AUFGABE 1 ::
Beantworte diese Fragen zum Text über den Busbahnhof in Galați:
(a) Womit vergleicht der Text das Gebäude, wenn man es von weitem sieht?
(b) Womit wird die Decke verglichen?
(c) Wie viele Reisende sollte der Bahnhof pro Tag bewältigen können?

AUSGEWÄHLTER TEXT ::
Nur in Galați ist das anders. Galați, in dem sich nicht viel mehr entdecken ließ als die Monokultur der Wohnblocks, wartet bei der Abfahrt mit einer Überraschung auf. Hinter dem Bahnhof erhebt sich ein futuristisches Ding, das ich erst nach Einholen geometrischer Begriffen so beschreiben kann: Ein parabolisch in sich verschachtelter Zylinder, der von weitem aussieht wie ein zum Sprung ansetzender Grashüpfer.

Innen dagegen, das ist die nächste Überraschung, ist es wie in einer Kapelle, hoch und weit. Licht strömt durch die Fensterfront und malt Muster auf den Boden, mit einer Kraft, die mir so nur einmal im Pantheon in Rom vorkam. Heilig. Ich stehe inmitten des Lichtkegels, um sieben Uhr früh, allein am schönsten Busbahnhof Europas.

Die Decke ist ein großes Facettenauge. An einigen Fenstern sind Kreuze zu sehen, so dass ich denke, dies könnte tatsächlich ein sakraler Bau gewesen sein, der, das geschah ja häufig im Kommunismus, umgewidmet wurde. Paläste wurden zu Sanatorien, Kirchen zu Turnhallen – vielleicht auch zu Busbahnhöfen. Es ist mir in dem Moment nicht klar, was es sein soll: Eine Verhöhnung des Religiösen? Oder der Versuch, einen profanen Ort aufzuwerten? Also eine Art Kathedralisierung des Alltags?

Die Geschichte des Busbahnhofs in Galati lässt sich leicht erforschen: Er wurde 1970 gebaut, in der sogenannten Goldenen Epoche der Ceaușescu-Jahre. In Anwesenheit lokaler Persönlichkeiten feierlich eröffnet, sollte er „durch die Schönheit seiner außergewöhnlichen Architektur in vollster Weise den Wunsch nach Entwicklung des Autobus-Reiseverkehrs befriedigen“. Bis zu 3000 Reisende sollte der Bahnhof pro Tag bewältigen können, in den Hochzeiten 500 pro Stunde. Hier am Busbahnhof begann man den täglichen Weg zur Arbeit oder traf aus den umliegenden Ortschaften ein, um weiter zum Hafen oder in die Fabriken von Galați zu fahren. Und hier sammelte man sich abends und wartete, gemeinsam nach Hause zu fahren. Der Busbahnhof war ein wichtiger Ort. Nicht nur als Symbol der mobilen Arbeiterschaft, auch für die Menschen selbst.

ÜBUNGSMATERIAL ::

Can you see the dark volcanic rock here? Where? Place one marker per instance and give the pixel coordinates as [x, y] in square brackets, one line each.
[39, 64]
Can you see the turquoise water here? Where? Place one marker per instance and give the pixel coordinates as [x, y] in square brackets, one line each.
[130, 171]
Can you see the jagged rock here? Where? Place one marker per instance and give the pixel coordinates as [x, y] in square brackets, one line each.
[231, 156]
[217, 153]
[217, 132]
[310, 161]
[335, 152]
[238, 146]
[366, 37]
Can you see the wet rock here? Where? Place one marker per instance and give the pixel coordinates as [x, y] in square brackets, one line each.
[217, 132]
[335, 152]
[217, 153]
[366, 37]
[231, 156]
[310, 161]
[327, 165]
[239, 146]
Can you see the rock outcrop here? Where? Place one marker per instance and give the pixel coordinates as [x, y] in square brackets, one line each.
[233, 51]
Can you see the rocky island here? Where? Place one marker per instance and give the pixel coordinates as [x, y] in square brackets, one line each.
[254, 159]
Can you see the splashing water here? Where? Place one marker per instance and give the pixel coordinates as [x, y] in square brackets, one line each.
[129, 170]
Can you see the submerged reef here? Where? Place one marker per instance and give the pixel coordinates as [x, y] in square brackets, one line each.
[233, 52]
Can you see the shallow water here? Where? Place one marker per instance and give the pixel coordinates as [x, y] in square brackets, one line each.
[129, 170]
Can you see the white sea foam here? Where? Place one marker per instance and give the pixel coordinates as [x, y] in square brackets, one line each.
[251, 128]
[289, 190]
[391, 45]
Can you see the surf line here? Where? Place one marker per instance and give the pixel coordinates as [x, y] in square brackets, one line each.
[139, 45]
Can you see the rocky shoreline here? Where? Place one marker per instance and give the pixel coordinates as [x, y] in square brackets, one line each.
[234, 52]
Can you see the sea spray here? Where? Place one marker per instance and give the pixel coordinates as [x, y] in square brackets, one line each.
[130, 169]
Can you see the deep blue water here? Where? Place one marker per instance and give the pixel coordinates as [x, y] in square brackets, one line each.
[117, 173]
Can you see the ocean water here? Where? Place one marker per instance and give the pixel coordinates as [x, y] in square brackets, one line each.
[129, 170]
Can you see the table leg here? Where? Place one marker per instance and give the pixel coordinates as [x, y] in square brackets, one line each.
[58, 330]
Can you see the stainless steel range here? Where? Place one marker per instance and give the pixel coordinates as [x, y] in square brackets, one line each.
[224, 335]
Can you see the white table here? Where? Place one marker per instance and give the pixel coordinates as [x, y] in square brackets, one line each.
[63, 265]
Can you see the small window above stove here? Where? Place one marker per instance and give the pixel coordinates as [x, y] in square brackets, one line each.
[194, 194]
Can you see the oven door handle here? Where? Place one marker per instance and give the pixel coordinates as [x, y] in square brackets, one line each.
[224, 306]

AUFGABE 2 ::
Gib aus den Zeilen unter dem Text alles von der Zeile mit „Can you see the ocean“ bis zur letzten Zeile unverändert aus, beide eingeschlossen.

VOLLSTÄNDIGE AUSGABE 1 ::
(a) Mit einem zum Sprung ansetzenden Grashüpfer.
(b) Mit einem großen Facettenauge.
(c) Bis zu 3000.

VOLLSTÄNDIGE AUSGABE 2 ::
Can you see the ocean water here? Where? Place one marker per instance and give the pixel coordinates as [x, y] in square brackets, one line each.
[129, 170]
Can you see the table leg here? Where? Place one marker per instance and give the pixel coordinates as [x, y] in square brackets, one line each.
[58, 330]
Can you see the stainless steel range here? Where? Place one marker per instance and give the pixel coordinates as [x, y] in square brackets, one line each.
[224, 335]
Can you see the white table here? Where? Place one marker per instance and give the pixel coordinates as [x, y] in square brackets, one line each.
[63, 265]
Can you see the small window above stove here? Where? Place one marker per instance and give the pixel coordinates as [x, y] in square brackets, one line each.
[194, 194]
Can you see the oven door handle here? Where? Place one marker per instance and give the pixel coordinates as [x, y] in square brackets, one line each.
[224, 306]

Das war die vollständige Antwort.